**Fragmento del documento:**
────────────────
Hoy, justo con el clamor democrático que viene de muy lejos, se viene perfilando la exigencia ciudadana de contar con un sistema de justicia menos hipócrita que en el pasado. Sin un Poder Judicial autónomo y responsable, la democracia se convierte en un descontrolado mercado donde gana el más fuerte. Pero eso requiere de una ciudadanía fuerte, bien informada, consciente de sus deberes y derechos democráticos, cuya formación corresponde, en buena medida, a los partidos nacionales, considerados por ley como entidades de interés publico. Y es aquí donde se hallan algunas de las mayores limitaciones para el progreso democrático de la República. Veamos el caso del PRD.

En todos estos años se ha esforzado para ofrecer una viva lección democrática eligiendo por medio del voto universal a todos sus representantes, sin atender a los métodos indirectos que otros emplean con éxito. Pero el fracaso ha sido mayúsculo. El problema no está, como se ha visto, en el carácter abierto de las elecciones –un medio–, sino en el desorden institucional que ha impedido tener, junto a reglas electorales claras, una relación actualizada de sus afiliados, es decir, el conocimiento exacto de quién y dónde es miembro de ese partido y cuáles son sus derechos y obligaciones. La indefinición en este punto es la entrada para la manipulación clientelar de los votos y la intromisión indebida cuando no ilícita de otros grupos de interés.
────────────────
**Conjunto de datos:**

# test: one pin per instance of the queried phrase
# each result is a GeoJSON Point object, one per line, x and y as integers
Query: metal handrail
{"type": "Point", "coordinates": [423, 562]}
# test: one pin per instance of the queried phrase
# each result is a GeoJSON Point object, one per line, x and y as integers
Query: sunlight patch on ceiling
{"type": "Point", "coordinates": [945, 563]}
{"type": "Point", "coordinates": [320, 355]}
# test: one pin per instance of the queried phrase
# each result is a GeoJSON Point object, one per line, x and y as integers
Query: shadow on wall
────────────────
**Actividades:**
[a] En el fragmento sobre el PRD, ¿de qué manera ha elegido ese partido a todos sus representantes?
[b] Prosigue el fragmento sobre el PRD a partir de su última oración.

**Resultados del ejercicio:**
[a] Por medio del voto universal.

[b]
Un partido democrático sólo puede ir a las elecciones internas a) si confía en que sus miembros actuarán por convicción sin necesidad de pasar más que los controles de identificación elementales; b) si dispone de los medios para verificar que las personas son las que dicen ser y si tienen derechos a salvo; c) una autoridad incuestionable. La primera opción, ya hemos visto, es utópica. La segunda, indispensable. La tercera, un sueño guajiro. Es obvio que no existe una legalidad interna asumida y defendida por todos, más allá de cualquier discrepancia política y tampoco el liderazgo capaz de aplicarla.

La crisis del PRD es la crisis de un partido que no ha sabido organizarse para dar respuestas a las crecientes necesidades de una realidad cada vez más exigente y que tiene una vida interna descompuesta por la acción de los grupos de interés que van a lo suyo y nada más. Ya es hora de que digan a la sociedad qué política quieren y cómo piensan alcanzar sus objetivos, pero, por favor, no llamen pluralismo o diversidad a ese tianguis desmoralizador de grupos enfrentados.

De poco sirve buscar las razones de esta crisis en el plano moral, en la ética de los grupos que se disputan el poder interno, en la “descomposición” de la política y en un sinfín de razones subjetivas de mayor o menor peso. Más allá de la diversidad connatural a un organismo político, estos partidos de la transición son, paradójicamente, endogámicos y a la vez frentes de grupos de interés sin una visión común y, por tanto, carentes de todo sentido de cuerpo que no sea la defensa oportunista de sus intereses. En esa óptica, mientras existan “incentivos” suficientes, la única elección racional a la que deben enfrentarse es a la de ganar posiciones, aunque entre las patas se lleven ideales, moral y prestigios que no siempre les pertenecen.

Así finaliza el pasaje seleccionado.